(Records of labeled points)
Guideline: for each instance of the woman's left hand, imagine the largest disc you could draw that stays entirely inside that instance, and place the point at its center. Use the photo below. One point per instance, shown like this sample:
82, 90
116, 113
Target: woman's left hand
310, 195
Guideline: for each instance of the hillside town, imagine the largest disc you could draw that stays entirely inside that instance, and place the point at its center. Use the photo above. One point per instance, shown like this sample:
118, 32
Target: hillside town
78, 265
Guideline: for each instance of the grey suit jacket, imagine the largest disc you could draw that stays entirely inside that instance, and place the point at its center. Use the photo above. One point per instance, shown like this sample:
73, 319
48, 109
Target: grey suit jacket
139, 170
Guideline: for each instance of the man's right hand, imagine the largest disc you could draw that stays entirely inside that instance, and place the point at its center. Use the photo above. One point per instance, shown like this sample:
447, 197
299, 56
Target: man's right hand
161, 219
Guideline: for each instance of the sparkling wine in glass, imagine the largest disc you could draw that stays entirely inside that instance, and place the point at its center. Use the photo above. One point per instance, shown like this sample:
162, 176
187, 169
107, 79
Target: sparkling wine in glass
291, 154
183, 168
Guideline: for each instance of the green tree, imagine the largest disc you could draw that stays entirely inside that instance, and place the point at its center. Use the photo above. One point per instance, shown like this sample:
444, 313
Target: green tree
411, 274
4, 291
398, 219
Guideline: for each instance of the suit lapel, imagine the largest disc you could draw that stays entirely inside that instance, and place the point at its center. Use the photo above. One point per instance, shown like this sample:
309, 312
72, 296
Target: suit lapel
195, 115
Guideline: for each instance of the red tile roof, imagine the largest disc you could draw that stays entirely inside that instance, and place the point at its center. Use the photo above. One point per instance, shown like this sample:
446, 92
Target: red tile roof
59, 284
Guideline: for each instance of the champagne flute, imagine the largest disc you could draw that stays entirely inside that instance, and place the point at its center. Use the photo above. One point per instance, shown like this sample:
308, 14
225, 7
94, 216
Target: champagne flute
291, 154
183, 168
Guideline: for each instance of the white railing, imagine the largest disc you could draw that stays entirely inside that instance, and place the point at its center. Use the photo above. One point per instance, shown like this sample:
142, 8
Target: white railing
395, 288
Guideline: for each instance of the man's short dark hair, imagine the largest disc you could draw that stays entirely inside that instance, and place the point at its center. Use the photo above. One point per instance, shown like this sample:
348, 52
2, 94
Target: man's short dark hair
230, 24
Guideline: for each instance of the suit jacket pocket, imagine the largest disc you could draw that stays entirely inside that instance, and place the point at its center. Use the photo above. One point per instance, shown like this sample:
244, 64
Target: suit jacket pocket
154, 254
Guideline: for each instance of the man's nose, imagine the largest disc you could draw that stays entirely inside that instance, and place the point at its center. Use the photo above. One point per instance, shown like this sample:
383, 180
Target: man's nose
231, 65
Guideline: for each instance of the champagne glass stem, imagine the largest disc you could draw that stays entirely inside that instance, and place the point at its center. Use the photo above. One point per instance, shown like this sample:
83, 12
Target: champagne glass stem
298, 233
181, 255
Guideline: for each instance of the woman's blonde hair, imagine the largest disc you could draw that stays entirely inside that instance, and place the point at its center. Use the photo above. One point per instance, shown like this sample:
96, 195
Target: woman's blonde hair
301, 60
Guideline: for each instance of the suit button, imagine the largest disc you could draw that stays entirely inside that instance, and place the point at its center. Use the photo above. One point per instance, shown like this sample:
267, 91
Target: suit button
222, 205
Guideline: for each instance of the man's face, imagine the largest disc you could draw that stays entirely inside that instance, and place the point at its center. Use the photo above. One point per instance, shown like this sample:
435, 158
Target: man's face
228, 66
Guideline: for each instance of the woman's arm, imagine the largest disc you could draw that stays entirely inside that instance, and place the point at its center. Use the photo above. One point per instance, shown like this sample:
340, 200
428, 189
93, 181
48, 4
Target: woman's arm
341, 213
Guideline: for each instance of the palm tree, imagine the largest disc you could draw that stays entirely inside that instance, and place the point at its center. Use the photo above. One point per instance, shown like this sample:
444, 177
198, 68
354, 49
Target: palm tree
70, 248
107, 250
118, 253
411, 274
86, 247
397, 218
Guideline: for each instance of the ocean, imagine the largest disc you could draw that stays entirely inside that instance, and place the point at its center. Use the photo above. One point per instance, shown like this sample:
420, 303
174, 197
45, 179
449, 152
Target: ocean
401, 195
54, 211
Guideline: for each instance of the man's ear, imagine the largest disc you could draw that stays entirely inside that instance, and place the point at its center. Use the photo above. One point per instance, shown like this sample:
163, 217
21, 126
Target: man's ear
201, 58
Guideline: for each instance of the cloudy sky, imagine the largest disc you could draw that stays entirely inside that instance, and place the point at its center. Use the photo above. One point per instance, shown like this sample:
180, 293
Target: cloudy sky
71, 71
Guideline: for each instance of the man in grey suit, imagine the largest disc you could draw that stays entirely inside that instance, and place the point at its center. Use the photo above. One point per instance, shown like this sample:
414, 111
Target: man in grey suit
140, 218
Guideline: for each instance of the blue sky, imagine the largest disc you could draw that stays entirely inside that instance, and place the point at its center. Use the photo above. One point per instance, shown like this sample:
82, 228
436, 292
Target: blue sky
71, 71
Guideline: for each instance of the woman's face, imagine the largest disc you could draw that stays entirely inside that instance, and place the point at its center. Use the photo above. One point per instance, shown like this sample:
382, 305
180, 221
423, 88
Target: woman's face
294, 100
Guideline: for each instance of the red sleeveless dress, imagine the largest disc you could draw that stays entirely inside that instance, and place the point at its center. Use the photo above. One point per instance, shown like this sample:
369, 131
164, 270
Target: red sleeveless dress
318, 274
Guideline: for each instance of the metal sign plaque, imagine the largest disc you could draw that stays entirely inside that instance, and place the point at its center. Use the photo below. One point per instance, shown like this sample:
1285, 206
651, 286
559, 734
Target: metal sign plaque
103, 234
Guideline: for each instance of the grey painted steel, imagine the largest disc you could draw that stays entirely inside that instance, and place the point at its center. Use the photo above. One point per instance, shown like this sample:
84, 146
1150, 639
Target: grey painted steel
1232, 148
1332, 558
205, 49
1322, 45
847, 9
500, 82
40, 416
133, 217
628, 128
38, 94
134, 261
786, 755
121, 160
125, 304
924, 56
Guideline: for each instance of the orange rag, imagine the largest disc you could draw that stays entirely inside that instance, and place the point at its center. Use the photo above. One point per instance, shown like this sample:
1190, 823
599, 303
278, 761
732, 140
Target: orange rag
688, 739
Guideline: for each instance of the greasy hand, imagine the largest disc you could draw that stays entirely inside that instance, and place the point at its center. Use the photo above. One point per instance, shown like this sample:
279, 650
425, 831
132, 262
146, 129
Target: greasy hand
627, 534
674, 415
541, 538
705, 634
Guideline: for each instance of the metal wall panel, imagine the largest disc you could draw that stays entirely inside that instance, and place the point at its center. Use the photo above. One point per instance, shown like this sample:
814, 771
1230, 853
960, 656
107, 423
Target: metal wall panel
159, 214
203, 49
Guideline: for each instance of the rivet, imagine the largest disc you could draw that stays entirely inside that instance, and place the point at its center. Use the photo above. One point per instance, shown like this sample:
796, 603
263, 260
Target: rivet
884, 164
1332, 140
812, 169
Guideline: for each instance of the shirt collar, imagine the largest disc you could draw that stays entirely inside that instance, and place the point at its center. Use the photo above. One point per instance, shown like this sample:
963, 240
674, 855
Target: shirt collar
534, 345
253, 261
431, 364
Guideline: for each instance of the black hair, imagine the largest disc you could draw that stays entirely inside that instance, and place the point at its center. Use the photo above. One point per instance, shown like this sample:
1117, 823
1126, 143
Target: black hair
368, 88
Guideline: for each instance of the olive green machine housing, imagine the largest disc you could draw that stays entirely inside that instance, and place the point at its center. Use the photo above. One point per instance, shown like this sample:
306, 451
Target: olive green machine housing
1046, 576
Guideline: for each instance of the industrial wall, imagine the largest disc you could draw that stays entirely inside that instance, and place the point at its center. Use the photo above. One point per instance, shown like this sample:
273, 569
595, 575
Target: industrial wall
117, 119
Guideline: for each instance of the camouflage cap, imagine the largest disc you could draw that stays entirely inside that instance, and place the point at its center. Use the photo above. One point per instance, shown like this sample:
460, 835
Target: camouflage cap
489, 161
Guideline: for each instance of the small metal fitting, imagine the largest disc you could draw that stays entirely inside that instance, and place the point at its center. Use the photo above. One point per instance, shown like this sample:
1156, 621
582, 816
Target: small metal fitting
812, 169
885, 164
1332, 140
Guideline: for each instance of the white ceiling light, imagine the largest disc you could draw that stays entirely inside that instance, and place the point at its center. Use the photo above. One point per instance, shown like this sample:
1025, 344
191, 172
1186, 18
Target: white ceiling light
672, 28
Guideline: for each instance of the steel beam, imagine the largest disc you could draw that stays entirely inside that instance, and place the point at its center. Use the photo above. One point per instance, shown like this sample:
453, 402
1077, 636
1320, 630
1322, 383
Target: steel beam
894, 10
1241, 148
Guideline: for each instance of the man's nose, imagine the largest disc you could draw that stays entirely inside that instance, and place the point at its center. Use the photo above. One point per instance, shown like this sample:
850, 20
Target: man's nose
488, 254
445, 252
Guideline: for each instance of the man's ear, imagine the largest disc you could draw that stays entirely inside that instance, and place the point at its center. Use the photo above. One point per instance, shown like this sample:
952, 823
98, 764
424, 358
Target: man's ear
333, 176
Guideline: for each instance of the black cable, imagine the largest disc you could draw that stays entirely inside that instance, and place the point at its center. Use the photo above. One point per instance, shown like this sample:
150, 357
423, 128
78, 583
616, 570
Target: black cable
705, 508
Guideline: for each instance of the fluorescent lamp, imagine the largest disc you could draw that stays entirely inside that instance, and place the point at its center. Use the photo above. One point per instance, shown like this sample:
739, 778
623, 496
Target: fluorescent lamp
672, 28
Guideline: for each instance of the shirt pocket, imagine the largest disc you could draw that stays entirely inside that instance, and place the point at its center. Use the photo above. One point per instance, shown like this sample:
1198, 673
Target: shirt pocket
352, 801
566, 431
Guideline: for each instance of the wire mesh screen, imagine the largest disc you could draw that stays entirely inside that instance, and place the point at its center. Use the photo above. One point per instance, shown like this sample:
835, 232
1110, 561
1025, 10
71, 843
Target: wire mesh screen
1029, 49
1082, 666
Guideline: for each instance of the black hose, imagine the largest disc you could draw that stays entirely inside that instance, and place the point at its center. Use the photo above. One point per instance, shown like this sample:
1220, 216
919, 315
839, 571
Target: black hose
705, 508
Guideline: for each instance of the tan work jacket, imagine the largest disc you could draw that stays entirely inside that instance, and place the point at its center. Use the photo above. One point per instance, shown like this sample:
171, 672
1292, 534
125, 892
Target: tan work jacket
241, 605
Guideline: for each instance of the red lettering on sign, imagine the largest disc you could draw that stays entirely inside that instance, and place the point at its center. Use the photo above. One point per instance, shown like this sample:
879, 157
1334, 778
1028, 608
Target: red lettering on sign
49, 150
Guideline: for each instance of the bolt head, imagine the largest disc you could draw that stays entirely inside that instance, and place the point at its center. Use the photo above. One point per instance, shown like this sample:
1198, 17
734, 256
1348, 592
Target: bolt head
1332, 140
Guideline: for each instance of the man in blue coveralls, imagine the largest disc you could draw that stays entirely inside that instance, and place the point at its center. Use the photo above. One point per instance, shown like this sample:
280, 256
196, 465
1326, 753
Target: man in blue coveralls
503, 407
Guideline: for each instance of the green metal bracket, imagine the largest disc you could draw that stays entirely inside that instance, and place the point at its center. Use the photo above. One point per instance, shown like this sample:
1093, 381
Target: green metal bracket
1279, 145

# [Exercise]
Copy everything from the line containing "Guideline: for each instance of the green metal" down to the end of the records, swapping "bracket" for "support" and leaving the rest unchanged.

# [Exercise output]
Guideline: for each instance of the green metal support, imagine the largest disc you could draw that stays entirely inside that instance, and place the point at its center. Use the photo above. One point per instance, shown like this sample:
1093, 381
Target: green metal support
1279, 145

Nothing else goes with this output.